> [EXERCISE PASSAGE]:

------------------------

The Wild and Wonderful fights for control in the war against opioids
Orange County, CA - August 17th 2016 - Huntington, West Virginia is a small city that sits along the Ohio River in the western part of the state struggling with rampant opioid addiction. While locals are no stranger to the opioid problem, on Monday the town had an unimaginable 26 reported opioid-related overdoses in a span of four hours. The rush of overdoses was so overwhelming that no ambulance in the entire county was available for a solid half-hour and locals believe that more reports will come in before the week is through.
Huntington is the heroin overdose capital of the United States and there have been more than 440 overdoses in Huntington from various types of drugs starting this year through mid-July. Thankfully none of the overdoses on Monday were fatal, but the Cabell County EMS director has said that the batch of heroin was laced with a strong substance that has yet to be identified. Dr. Michael Kilkenny, director of the Cabell-Huntington Health Department called the drug problem an, “epidemic of monumental proportions."
Since 2000, the rate of deaths caused by drugs has risen 137% and deaths caused by opioids has risen 200%. In 2014, West Virginia had the highest rate of drug overdose deaths at 35.5 deaths per 100,000 people. That same year, the statistic for the entire United States was 14.7 deaths per 100,000 people.

------------------------

> [Natural language region descriptions]:
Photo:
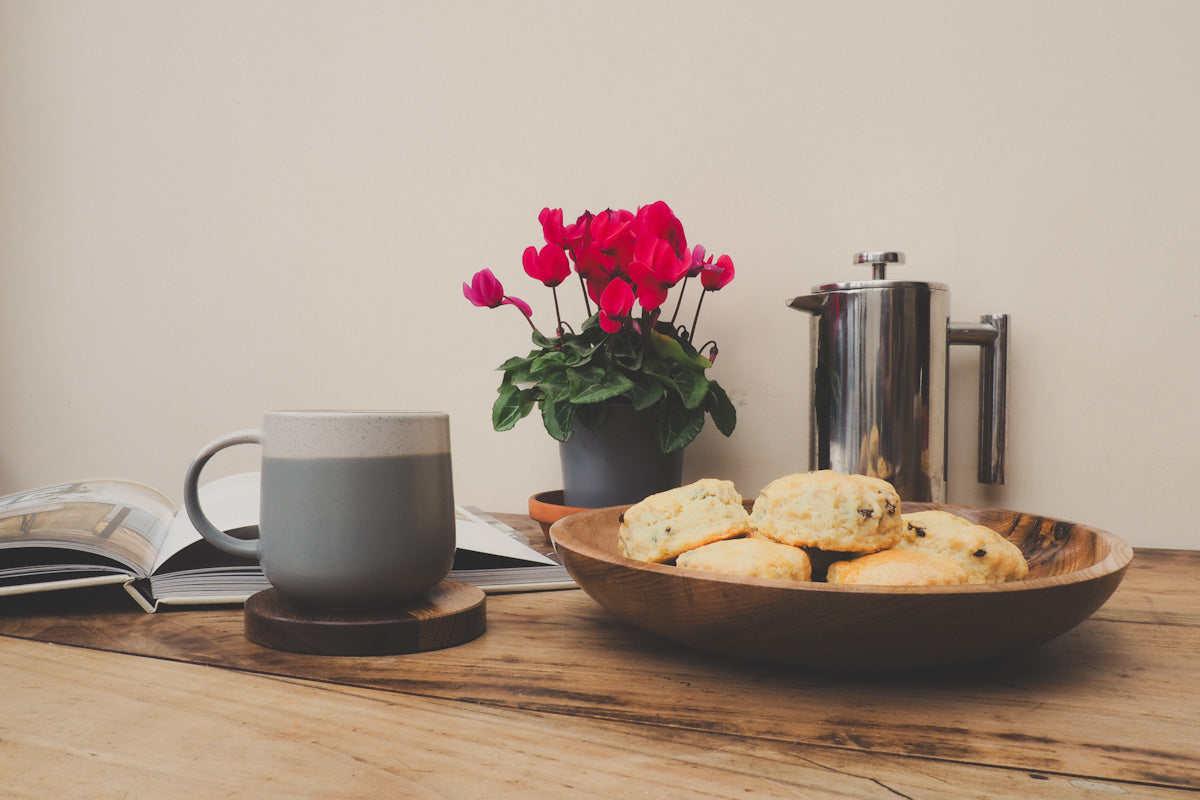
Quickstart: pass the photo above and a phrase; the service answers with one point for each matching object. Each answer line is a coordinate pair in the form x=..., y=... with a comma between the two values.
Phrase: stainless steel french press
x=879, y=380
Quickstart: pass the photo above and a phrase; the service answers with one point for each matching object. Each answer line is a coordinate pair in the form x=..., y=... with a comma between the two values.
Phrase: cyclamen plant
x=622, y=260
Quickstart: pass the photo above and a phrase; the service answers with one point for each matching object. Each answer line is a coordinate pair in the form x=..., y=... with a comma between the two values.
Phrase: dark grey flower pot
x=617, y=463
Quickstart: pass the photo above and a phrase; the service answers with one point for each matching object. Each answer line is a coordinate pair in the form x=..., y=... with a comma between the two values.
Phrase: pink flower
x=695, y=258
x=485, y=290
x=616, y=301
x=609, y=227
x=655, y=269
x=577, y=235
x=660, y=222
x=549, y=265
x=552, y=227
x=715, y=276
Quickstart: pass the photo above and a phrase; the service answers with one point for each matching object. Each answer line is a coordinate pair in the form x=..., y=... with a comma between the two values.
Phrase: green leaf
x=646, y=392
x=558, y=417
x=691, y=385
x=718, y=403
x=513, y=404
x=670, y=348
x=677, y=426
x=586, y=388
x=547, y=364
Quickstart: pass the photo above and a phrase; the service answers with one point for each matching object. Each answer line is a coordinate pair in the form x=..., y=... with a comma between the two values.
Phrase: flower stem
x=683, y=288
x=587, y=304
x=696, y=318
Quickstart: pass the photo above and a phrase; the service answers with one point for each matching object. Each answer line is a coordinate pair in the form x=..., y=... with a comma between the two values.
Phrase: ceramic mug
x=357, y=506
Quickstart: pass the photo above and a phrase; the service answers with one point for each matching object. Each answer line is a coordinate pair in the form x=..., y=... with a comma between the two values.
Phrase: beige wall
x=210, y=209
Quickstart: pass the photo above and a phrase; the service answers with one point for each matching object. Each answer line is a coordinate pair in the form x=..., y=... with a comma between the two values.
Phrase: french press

------------------------

Could you extract the part of the Huntington overdose article that starts at "Huntington is the" and ends at "14.7 deaths per 100,000 people.", copying it word for word?

Huntington is the heroin overdose capital of the United States and there have been more than 440 overdoses in Huntington from various types of drugs starting this year through mid-July. Thankfully none of the overdoses on Monday were fatal, but the Cabell County EMS director has said that the batch of heroin was laced with a strong substance that has yet to be identified. Dr. Michael Kilkenny, director of the Cabell-Huntington Health Department called the drug problem an, “epidemic of monumental proportions."
Since 2000, the rate of deaths caused by drugs has risen 137% and deaths caused by opioids has risen 200%. In 2014, West Virginia had the highest rate of drug overdose deaths at 35.5 deaths per 100,000 people. That same year, the statistic for the entire United States was 14.7 deaths per 100,000 people.